━━ PAGE TEXT

One can use Newtonian gravity as a sort of zeroth-order approximation to GR for this specific scenario (a roughly spherical gravitating massive body surrounded by vacuum), and then get gradually more accurate predictions by adding terms of higher order. This is what the PPN formalism that @Ibix referred to does. But this still is not the same as reducing the Einstein equation to Newtonian gravitation. In fact it is the opposite, it requires admitting that Newtonian gravity by itself is not the same as GR and applying corrections accordingly.

If you were actually asking about a scenario where there are two or more gravitating bodies that contribute significantly to the overall spacetime geometry, then as long as the bodies are still isolated--i.e., there is vacuum except where the bodies are located and the size of the bodies is much smaller than their separation distances--there is in fact a sort of "post-Newtonian" approximation for this case as well. It is called the Einstein-Infeld-Hoffman equations:

https://en.wikipedia.org/wiki/Einstein–Infeld–Hoffmann_equations

As noted in that Wikipedia article, in the limit $c \rightarrow \infty$, these equations reduce to the Newtonian equations for a many-body system in which gravity is the only force acting. But again, this is not the same "reducing" GR to Newtonian gravity; it's the opposite.

 

[empdee4]

Thanks very much.

━━━━
━━ GIVEN RECORDS

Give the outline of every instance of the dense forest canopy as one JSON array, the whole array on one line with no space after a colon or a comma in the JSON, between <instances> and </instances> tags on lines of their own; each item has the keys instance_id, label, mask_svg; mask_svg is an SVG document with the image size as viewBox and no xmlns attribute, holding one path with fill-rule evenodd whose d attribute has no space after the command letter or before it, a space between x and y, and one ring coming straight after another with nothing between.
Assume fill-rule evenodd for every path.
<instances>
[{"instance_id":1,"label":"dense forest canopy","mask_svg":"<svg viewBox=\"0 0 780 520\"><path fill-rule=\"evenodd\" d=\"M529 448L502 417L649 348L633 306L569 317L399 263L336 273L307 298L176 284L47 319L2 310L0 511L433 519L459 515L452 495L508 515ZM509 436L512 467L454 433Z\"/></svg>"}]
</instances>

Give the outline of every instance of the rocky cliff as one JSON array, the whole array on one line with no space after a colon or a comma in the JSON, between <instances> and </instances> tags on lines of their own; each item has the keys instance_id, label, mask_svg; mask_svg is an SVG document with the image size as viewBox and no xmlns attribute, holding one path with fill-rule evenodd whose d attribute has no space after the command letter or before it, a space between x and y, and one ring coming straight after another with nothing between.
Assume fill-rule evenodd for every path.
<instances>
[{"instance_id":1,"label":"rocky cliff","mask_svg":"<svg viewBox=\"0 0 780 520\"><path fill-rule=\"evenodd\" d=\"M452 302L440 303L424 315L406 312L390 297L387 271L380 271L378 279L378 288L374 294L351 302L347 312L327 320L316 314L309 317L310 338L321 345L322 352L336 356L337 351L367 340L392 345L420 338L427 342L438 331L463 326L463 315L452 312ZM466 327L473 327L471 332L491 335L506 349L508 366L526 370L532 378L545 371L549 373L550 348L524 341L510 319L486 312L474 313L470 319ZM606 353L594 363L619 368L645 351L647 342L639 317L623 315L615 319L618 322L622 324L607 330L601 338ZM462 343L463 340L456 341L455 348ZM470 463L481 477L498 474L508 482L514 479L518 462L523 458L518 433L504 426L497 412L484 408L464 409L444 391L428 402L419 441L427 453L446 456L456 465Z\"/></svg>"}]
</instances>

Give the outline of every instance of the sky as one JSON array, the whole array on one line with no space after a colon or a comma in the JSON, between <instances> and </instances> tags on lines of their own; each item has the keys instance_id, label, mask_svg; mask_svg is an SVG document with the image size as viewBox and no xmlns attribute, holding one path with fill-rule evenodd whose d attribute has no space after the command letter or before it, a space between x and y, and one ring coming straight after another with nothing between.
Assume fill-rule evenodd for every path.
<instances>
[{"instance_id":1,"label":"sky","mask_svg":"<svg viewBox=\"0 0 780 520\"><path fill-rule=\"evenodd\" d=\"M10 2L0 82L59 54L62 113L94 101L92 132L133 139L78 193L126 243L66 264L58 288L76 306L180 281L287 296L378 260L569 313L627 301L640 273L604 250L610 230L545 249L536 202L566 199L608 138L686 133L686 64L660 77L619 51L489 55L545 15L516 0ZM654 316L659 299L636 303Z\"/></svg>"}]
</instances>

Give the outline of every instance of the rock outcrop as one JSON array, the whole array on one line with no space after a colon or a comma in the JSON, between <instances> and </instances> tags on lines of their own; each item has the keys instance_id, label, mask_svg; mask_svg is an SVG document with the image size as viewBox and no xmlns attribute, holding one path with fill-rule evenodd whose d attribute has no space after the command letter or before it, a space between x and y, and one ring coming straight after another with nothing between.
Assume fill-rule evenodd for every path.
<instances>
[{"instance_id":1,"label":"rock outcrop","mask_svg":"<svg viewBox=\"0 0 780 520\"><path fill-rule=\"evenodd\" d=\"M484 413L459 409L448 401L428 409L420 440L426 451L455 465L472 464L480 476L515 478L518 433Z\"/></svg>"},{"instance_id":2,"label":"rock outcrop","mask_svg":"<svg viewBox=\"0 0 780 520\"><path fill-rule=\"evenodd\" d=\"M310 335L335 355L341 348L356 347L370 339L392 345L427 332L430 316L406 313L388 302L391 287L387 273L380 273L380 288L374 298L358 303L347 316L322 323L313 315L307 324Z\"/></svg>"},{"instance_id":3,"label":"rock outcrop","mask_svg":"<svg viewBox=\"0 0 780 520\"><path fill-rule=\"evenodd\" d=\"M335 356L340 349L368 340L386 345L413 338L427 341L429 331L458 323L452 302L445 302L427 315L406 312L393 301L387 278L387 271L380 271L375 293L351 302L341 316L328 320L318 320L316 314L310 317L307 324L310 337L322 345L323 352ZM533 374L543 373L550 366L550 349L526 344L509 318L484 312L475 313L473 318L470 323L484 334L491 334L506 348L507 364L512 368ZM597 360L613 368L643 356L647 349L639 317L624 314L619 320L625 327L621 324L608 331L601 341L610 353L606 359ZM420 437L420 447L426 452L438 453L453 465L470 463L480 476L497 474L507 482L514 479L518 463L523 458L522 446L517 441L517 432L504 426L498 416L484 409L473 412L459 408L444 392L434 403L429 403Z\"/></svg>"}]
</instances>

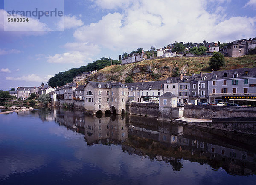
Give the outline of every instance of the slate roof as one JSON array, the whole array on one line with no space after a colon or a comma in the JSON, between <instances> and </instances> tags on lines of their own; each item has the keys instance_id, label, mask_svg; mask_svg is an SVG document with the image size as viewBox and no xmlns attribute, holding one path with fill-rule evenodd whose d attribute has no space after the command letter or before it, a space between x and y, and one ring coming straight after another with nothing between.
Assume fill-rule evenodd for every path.
<instances>
[{"instance_id":1,"label":"slate roof","mask_svg":"<svg viewBox=\"0 0 256 185\"><path fill-rule=\"evenodd\" d=\"M123 85L124 88L127 88L126 85L122 83L121 82L94 82L88 81L87 83L90 83L94 88L121 88L122 85ZM99 84L100 84L101 87L99 87ZM108 84L109 85L109 88L107 88Z\"/></svg>"},{"instance_id":2,"label":"slate roof","mask_svg":"<svg viewBox=\"0 0 256 185\"><path fill-rule=\"evenodd\" d=\"M172 97L172 98L177 98L178 97L177 96L173 94L171 92L166 92L163 94L162 96L160 96L159 97L160 98L167 98L167 97Z\"/></svg>"}]
</instances>

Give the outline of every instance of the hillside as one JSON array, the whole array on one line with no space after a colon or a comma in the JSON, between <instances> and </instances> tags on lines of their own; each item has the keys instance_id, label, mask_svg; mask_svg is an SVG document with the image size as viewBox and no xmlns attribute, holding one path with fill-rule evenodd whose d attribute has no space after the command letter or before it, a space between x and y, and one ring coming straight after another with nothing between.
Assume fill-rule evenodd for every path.
<instances>
[{"instance_id":1,"label":"hillside","mask_svg":"<svg viewBox=\"0 0 256 185\"><path fill-rule=\"evenodd\" d=\"M210 57L164 58L144 60L126 65L106 67L80 81L84 85L89 80L114 81L124 83L130 76L134 82L161 80L169 77L186 75L202 71L209 72L212 69L208 62ZM247 55L236 58L226 57L226 65L220 70L256 67L256 55Z\"/></svg>"}]
</instances>

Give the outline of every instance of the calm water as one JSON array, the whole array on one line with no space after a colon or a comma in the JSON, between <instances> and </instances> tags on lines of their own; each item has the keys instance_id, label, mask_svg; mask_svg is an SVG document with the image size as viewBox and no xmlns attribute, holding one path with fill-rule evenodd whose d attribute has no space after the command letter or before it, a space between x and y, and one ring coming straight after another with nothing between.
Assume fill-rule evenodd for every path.
<instances>
[{"instance_id":1,"label":"calm water","mask_svg":"<svg viewBox=\"0 0 256 185\"><path fill-rule=\"evenodd\" d=\"M59 109L0 125L0 184L256 184L252 135Z\"/></svg>"}]
</instances>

━━━━

### GIVEN REQUEST
From the gravity text, copy the passage from "If you were" up to and including "it's the opposite.". The records play no part in the work here.

### TASK SOLUTION
If you were actually asking about a scenario where there are two or more gravitating bodies that contribute significantly to the overall spacetime geometry, then as long as the bodies are still isolated--i.e., there is vacuum except where the bodies are located and the size of the bodies is much smaller than their separation distances--there is in fact a sort of "post-Newtonian" approximation for this case as well. It is called the Einstein-Infeld-Hoffman equations:

https://en.wikipedia.org/wiki/Einstein–Infeld–Hoffmann_equations

As noted in that Wikipedia article, in the limit $c \rightarrow \infty$, these equations reduce to the Newtonian equations for a many-body system in which gravity is the only force acting. But again, this is not the same "reducing" GR to Newtonian gravity; it's the opposite.